LISTA DE TAREFAS -
A. Reescreva o trecho do relato sobre a saúde pública na Inglaterra que começa em "Um relato sobre" e vai até "toda a prova.", substituindo "neném" por "bebê".
B. No relato sobre a saúde pública na Inglaterra, como se chama o hospital público de Newcastle?
C. Dê continuidade ao relato sobre a saúde pública na Inglaterra a partir da última frase apresentada.

TRECHO -

····················

Um relato sobre o sistema de saúde pública na Inglaterra

Por Noemia Crespo

O tema deste meu post é medicina pública na Inglaterra.

Minha nora teve neném aqui em Newcastle Upon Tyne, onde ela e meu filho  (ambos brasileiros) estão morando. Quando engravidou, ficamos na maior dúvida: onde ela teria o filho, no Brasil ou na Inglaterra? Ela acabou optando por  fazer o parto aqui, o que se revelou uma decisão excelente.

O hospital público de Newcastle, the Royal Victoria Infirmary, é simplesmente fantástico. Limpíssimo, pintado em cores suaves, com uma equipe de conservação circulando permanentemente; o prédio não apresenta nem uma rachadura, uma porta rangendo, uma cadeira desnivelada… Tem grande movimento, mas jamais passa a impressão de estar superlotado. Médicos, enfermeiros, funcionários, TODOS excelentes, acolhedores, simpáticos, por todo o tempo – e de uma competência a toda a prova.

····················

[Dados armazenados]
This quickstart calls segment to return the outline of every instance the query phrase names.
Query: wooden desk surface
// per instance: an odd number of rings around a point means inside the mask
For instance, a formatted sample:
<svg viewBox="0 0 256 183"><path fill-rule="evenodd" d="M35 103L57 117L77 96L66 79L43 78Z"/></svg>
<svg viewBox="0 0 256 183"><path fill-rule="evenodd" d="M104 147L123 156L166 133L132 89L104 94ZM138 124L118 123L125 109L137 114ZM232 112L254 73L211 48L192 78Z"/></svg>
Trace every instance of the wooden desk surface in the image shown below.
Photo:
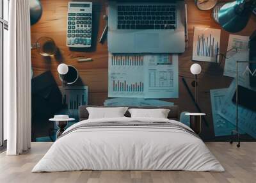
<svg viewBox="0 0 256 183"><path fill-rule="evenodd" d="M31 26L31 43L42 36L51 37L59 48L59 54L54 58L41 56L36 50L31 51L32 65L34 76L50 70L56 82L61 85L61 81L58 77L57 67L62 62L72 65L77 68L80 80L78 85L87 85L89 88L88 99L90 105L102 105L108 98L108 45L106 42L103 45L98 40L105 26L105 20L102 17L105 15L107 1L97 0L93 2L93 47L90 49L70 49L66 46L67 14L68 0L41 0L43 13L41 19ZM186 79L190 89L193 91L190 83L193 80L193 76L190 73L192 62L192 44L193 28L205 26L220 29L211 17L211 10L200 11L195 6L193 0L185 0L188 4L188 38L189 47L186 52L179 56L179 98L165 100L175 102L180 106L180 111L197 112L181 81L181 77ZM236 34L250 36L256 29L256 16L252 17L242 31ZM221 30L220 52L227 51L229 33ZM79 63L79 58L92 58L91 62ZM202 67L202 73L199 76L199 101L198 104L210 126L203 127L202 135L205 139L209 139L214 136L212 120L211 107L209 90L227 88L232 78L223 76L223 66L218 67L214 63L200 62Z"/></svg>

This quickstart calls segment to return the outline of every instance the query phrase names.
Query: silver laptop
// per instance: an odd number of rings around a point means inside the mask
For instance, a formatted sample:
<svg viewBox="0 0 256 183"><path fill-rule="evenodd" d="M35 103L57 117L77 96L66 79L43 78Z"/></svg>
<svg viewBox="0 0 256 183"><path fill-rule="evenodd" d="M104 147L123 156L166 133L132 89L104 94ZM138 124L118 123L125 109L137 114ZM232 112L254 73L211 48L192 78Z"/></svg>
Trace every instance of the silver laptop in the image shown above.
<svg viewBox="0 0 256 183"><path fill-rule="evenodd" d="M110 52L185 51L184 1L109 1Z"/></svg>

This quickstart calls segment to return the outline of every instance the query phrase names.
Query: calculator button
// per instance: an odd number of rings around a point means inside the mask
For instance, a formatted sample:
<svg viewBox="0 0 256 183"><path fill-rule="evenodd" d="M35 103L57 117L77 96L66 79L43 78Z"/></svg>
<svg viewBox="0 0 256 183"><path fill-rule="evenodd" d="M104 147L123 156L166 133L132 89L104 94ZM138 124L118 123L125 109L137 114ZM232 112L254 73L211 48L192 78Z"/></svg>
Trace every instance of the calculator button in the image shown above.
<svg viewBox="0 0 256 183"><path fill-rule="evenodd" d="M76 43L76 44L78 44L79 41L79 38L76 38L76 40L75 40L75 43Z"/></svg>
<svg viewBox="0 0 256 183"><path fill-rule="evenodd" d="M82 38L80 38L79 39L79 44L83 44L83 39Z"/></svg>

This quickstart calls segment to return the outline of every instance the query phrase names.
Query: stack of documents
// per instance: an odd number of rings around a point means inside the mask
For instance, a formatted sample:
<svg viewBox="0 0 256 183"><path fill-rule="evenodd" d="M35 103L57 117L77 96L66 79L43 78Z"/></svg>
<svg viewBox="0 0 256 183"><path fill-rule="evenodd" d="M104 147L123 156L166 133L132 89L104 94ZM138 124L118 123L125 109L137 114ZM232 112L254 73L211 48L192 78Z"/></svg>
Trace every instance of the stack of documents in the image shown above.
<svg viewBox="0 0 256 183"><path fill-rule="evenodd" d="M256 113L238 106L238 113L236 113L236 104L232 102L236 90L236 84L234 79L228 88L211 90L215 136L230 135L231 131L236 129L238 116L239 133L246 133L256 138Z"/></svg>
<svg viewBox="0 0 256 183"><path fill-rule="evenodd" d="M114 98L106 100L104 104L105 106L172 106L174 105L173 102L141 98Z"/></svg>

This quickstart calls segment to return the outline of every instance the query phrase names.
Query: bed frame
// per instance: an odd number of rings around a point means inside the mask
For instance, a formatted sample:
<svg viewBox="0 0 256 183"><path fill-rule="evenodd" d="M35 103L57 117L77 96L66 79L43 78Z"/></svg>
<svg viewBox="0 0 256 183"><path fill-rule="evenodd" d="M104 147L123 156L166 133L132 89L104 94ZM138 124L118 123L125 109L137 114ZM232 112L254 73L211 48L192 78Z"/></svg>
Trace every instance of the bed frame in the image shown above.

····················

SUAS RESPOSTAS -
A.
Um relato sobre o sistema de saúde pública na Inglaterra

Por Noemia Crespo

O tema deste meu post é medicina pública na Inglaterra.

Minha nora teve bebê aqui em Newcastle Upon Tyne, onde ela e meu filho  (ambos brasileiros) estão morando. Quando engravidou, ficamos na maior dúvida: onde ela teria o filho, no Brasil ou na Inglaterra? Ela acabou optando por  fazer o parto aqui, o que se revelou uma decisão excelente.

O hospital público de Newcastle, the Royal Victoria Infirmary, é simplesmente fantástico. Limpíssimo, pintado em cores suaves, com uma equipe de conservação circulando permanentemente; o prédio não apresenta nem uma rachadura, uma porta rangendo, uma cadeira desnivelada… Tem grande movimento, mas jamais passa a impressão de estar superlotado. Médicos, enfermeiros, funcionários, TODOS excelentes, acolhedores, simpáticos, por todo o tempo – e de uma competência a toda a prova.

B. Royal Victoria Infirmary.

C.
Enquanto estive lá, vi todo o tipo de clientela circulando pela ala da maternidade: mulheres vestidas à moda tradicional muçulmana, todas cobertas, só com os olhos de fora; mulheres indianas com lindos sáris; mulheres locais, algumas extremamente jovens, outras nem tanto; e até uma família de judeus tradicionalistas. Algumas pessoas, de diferentes grupos étnicos (ingleses nativos, inclusive), exalavam odor de quem não é muito afeito a banho todos os dias. A maioria das grávidas recebe visita de vasta gama de parentes e amigos. O mais incrível é que TODOS recebem O MESMO tratamento (EXCELENTE). Não vi o mínimo traço de discriminação.

Detalhe: o pessoal de enfermagem e administração é inglês, mas médicos e médicas têm, muitos deles, traços de… indianos. TODOS NOTA 10!

Minha nora vinha sendo preparada para ter parto normal. Meu filho ficou ao lado dela durante todo o “labour”. Uma complicação de última hora levou o staff médico a decidir por uma cesárea de urgência. Minutos depois, minha neta nascia, em perfeitas condições de saúde.

Mãe e filha foram conduzidas para uma enfermaria onde ficaram dois dias, a neném num bercinho ao lado da cama da minha nora. Não deram alta enquanto a mãe não conseguiu acertar com a amamentação da neném. De meia em meia hora passava alguma enfermeira para medir temperatura e pressão, verificar as fraldas da neném, ver se estava tudo ok, dar alguma medicação, aconselhar, apoiar… Sempre com um sorriso, uma palavra de incentivo… mesmo às três da madrugada!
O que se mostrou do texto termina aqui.